• Quoted passage:

_ _ _ _

I feel like we, as partners and consultants, are failing our customers. I'm curious to dive deeper and see what is actually going wrong. You keep talking about a lot of DevOps, implementation, or digital transformation pitfalls. Are they running into that? I mean, is that causing it? Or are they just not caring about these things? What exactly is happening?

Matt Saunders:

Yeah… I'm thinking about this from a lens of where we're encouraging people to – I know this phrase is a little bit outdated now – "Move fast and break things” and experiment, give people an environment where they feel confident in trying things.

You set that against beliefs such as going for 100% uptime, which is going to rigidify everything that you do, so you can't ever change anything. People are moving faster these days, and this is the net result of it.

Is it useful to quantify outages in monetary terms? Definitely.

It shows that there is a real-world consequence to these things happening. What I worry about is how we then pitch the fix here because traditionally, when people come to me and say, "Do you know how much money we've lost because that server was broken?", things have not gone well…

Jobin Kuruvilla:

Absolutely. Yeah. Looking deep into the survey, it looks like most of them are reporting network and software failures as the leading cause for these outages, right? That makes sense. And again, together with cloud platform and 3rd party service reliability issues.

So there's a lot of reliability issues. They're talking about again network and software problems. I mean, that's not new.

Matt Saunders:

It's not, though I think there might be a clue there as to where we're going wrong because when you were like, "we're failing our customers and not doing this quite right, and what is actually the source of this" – I think, again showing my age, we always used to just blame the network, you know, and come to a realisation that the network is unreliable. You just have to deal with that.

And so from there I think it's a bit of a leap. But then you get to microservices and carving up the responsibility of things, and where people are running increasingly complicated apps that are split up into microservices, and microservices have to talk to each other. How's that working?

Now, in the good old days of the Java monolith, everything happened inside of a single process.

Now, the typical user journey could hit, you know, on potentially some mythical retail site, financial site, could be hitting, like, 5 or 10 microservices to put up a page or to show something in an app. And if the network isn't perfect, which it never is, then you have problems.

So… these things are getting increasingly complicated. They're being dispersed across different teams, across different pieces of infrastructure. For all the right reasons.

I mean, I don't want to go back to the days when we had Java monoliths, where if you wanted to touch a single line of code, then you had to recompile the whole damn thing. And it took 7 hours and 15 approvals.

But yeah, maybe we're missing something there.

Jobin Kuruvilla:

And you would think that with all the recent advancements in cloud technologies, for example, you know, they are focusing on resilience. And you know, there's this 99.999% availability that they're promising. So, to see that network and software issues are the primary cause of cyber liability issues? It's surprising.

Matt Saunders:

Yes, yes, all those software issues. What does that mean? That could be anything, couldn't it?

Jobin Kuruvilla:

That is a wide bucket, yeah.

It is kind of confusing what software issues mean. But again, this could potentially lead to a discussion about this proliferation of tools. How many tools are people dealing with on a day-to-day basis?

_ _ _ _

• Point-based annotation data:

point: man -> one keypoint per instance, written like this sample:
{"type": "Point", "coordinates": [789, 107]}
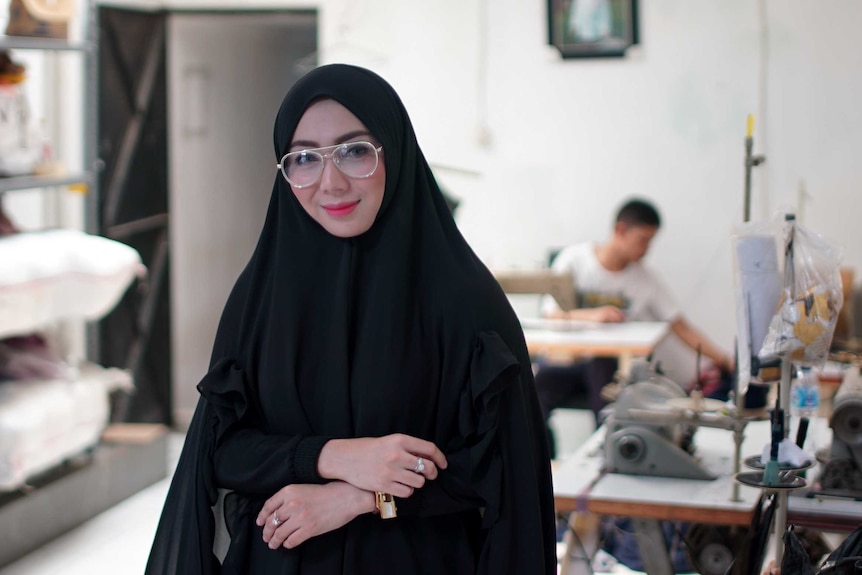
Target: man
{"type": "Point", "coordinates": [613, 285]}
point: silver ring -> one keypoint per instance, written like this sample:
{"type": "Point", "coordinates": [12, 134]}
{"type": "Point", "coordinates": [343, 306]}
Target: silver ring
{"type": "Point", "coordinates": [420, 465]}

_ _ _ _

• Requirements:
1. Rewrite the paragraph of the outage discussion that begins "Now, the typical user journey" more briefly, keeping its main facts.
2. Pick up the outage discussion after its final sentence and carry it forward.

• The responses:
1. A typical user journey on a retail or financial site may hit 5 to 10 microservices to display a page or show something in an app. Since the network is never perfect, this leads to problems.

2.
And again, we speak about—sometimes, when we do engagements, when we go to customer engagements, you know, I've seen places where over 200 tools are used daily to get their work done.

You see that trend of late, platform engineering – a consolidation of tools. And there's a reason why people are doing it. The more tools that you use, the more complicated the setup is. You have to worry about issues in each of those tools and one of them fails. And then you have got a problem at hand. Maybe that's what it means.

Matt Saunders:

Yeah. Also, with this proliferation of tools, I guess you end up struggling with people's cognitive ability to actually understand how all these things actually join up together, right?

You've got 7 tools involved in building your CI pipeline—do you know where each tool's responsibility ends? Is that someone's job? Does the tool or the accumulation of tools actually help with that?

I think we see a lot of new tooling going in for things like security and compliance. And potentially, we're just bogging ourselves down with this sort of stuff. So yeah, I'm not saying we should just have one tool to rule them all, although… Well, actually, maybe we are.

Jobin Kuruvilla:

No, I mean, that's certainly not going to happen!

Matt Saunders:

And cyber attacks!

Jobin Kuruvilla:

Cyber attacks!

Matt Saunders:

Hmm, so this is big. This is real. You know, I was talking to some people who had an issue—this is actually last week. A company had an issue with an application that didn't have any proper security around it.

It was a Javascript application that actually had a password in the Javascript. So, somebody thought, "Well, we can write this app and do it on the entire client side because that makes things a lot easier". I think it's just talking to APIs. Brilliant, fine.

The problem is that this then just works on security through obscurity. I'm telling this story because it was a little bit of a battle to actually get people to accept that hackers will find things. You may think that just by hiding something away, they won't come and find you.

Hackers don't have personal vendettas. Well, some of them do – but with the tooling you've got around cyber attacks. You can be unleashing... I don't mean YOU, Jobin, and I'm not saying you're a cyber attacker… or are you? What were you up to last weekend? I don't know…

Jobin Kuruvilla:

And I'm not saying that I have a personal vendetta against you, either…

Matt Saunders:

Hackers will find weaknesses, whether they're looking for them or not.

Jobin Kuruvilla:

And it is a bit of an oversight, isn't it? I mean, having such a childish mistake go into production. I think if they had implemented a proper DevSecOps pipeline, this would have been caught early in the cycle, and it never would have made it into a production environment. So I think there is scope for improvement there.

Again, cyber attacks. There are all these new regulations coming, including the DORA regulations and things like that, and the government is putting up these regulations for a reason. They want to limit these kinds of things from happening again and again. So I think there's a good thing happening on that front.

Matt Saunders:

Yeah, and so, in addition to all that talk of good things happening, should we talk about our CrowdStrike report?

I can't remember if we've mentioned it on the podcast before.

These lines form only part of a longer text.